**Directions**
1 – In the privacy discussion, what cost does the first comment accept in exchange for everyone routing everyone else's traffic?
2 – Please list every word or phrase that the privacy discussion places inside double quotation marks.
3 – Rewrite the part of the privacy discussion that begins at "See the long" and stops after "company's own machines.", putting "shared office" in place of "personal home".

Exercise passage Block Start

To play devil's advocate: isn't this kind of a good thing for privacy though? If everyone routed everyone else's stuff, it will decouple the notion that IP = person.
Although the service seems shady, if everyone did this wouldn't it be for the better? (albeit at cost of slower connections)
Sure, except for the poor soul that was looking for some anonymity, and now has the FBI knocking on her door with a mandate, because a shady service that didn't disclose what it was doing to your connection.
Decoupling IP from people won't happen anytime soon. It's better for law enforcement to just go, seize everything, and deal with the false positives later.
See the long list of "suggestions" for people interested in running their own tor exit node [1]. This is not something you should even think about doing from your personal home, mixed with your own traffic. It's asking for trouble.
You can already decouple the notion that IP = person if you look at public wifi hotspots, where one IP address will typically correspond to hundreds or even thousands of devices owned by the customers of the hotspot's owner (like a Starbucks or McDonald's location) plus (depending on the setup and whether or not the hotspot is on a separate WAN connection) the company's own machines.
This, come to think of it, sounds like a more ideal approach to creating exit nodes (whether for Tor, a more traditional VPN, etc.). Some low-profile innocuous-looking wall wart - perhaps with USB ports to double as a USB charging station, or some other "clever" disguise - could really be an "exit-node-in-a-box", relaying Tor users through public wifi hotspots in restaurants, hospitals, etc. I reckon this will be more prevalent if any jurisdictions start doing silly things like holding people liable for what their computers emit when they run exit nodes (or - worse - ban Tor, VPNs, etc. outright).
It provides plausible deniability. It wasn't me, it was Hola.

Exercise passage Block End
Information shown Block Start

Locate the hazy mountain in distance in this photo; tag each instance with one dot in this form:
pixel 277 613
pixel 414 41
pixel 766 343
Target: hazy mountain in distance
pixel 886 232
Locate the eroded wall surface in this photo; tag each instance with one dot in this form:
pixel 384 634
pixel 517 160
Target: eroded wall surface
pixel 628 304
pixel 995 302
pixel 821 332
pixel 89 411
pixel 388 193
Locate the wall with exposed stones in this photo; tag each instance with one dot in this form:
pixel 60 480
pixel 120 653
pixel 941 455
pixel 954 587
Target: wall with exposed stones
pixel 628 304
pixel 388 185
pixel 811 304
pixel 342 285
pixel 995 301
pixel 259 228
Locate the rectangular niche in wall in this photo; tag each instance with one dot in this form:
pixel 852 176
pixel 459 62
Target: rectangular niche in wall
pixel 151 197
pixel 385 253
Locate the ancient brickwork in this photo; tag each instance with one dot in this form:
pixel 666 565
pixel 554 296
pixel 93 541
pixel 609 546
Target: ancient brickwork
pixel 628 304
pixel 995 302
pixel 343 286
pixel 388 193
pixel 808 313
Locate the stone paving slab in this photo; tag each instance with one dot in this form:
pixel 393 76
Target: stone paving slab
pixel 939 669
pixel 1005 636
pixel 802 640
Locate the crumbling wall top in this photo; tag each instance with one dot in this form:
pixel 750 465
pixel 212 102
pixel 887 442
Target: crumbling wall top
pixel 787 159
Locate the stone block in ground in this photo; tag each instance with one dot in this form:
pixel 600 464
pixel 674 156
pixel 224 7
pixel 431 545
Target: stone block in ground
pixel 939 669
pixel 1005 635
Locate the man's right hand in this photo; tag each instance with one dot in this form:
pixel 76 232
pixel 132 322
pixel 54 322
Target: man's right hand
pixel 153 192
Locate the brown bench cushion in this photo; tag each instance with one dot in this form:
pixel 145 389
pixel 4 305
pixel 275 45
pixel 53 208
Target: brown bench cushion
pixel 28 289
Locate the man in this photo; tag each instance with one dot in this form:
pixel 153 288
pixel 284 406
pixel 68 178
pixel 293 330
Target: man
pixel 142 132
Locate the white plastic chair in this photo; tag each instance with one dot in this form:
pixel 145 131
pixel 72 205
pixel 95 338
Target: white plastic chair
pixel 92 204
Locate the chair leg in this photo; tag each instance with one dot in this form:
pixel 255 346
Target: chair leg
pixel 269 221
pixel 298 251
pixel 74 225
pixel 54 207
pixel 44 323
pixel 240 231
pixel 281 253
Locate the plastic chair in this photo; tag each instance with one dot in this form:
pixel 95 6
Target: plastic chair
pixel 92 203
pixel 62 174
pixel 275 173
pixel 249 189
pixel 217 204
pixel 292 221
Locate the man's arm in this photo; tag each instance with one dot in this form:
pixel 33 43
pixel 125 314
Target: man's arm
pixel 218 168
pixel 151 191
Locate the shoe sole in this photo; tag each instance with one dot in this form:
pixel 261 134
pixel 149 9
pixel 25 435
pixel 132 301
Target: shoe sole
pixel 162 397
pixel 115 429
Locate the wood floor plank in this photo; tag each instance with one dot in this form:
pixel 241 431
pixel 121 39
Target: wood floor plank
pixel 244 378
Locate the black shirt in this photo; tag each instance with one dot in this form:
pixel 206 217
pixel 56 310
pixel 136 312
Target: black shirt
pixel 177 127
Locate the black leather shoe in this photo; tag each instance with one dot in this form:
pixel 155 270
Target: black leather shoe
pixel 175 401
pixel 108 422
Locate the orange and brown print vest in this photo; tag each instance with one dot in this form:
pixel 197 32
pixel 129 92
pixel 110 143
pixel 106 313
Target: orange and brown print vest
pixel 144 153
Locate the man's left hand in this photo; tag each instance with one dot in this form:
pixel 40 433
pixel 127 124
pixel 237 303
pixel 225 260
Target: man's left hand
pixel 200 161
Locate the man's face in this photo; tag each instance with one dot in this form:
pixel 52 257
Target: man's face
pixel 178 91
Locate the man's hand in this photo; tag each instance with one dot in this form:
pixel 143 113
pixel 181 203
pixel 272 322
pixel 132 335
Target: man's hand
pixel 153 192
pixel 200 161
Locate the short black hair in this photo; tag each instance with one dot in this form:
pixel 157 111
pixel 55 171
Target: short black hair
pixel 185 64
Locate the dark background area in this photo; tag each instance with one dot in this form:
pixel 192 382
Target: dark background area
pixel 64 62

Information shown Block End

**Numbered answers**
1 – Slower connections.

2 – suggestions, clever, exit-node-in-a-box

3 –
See the long list of "suggestions" for people interested in running their own tor exit node [1]. This is not something you should even think about doing from your shared office, mixed with your own traffic. It's asking for trouble.
You can already decouple the notion that IP = person if you look at public wifi hotspots, where one IP address will typically correspond to hundreds or even thousands of devices owned by the customers of the hotspot's owner (like a Starbucks or McDonald's location) plus (depending on the setup and whether or not the hotspot is on a separate WAN connection) the company's own machines.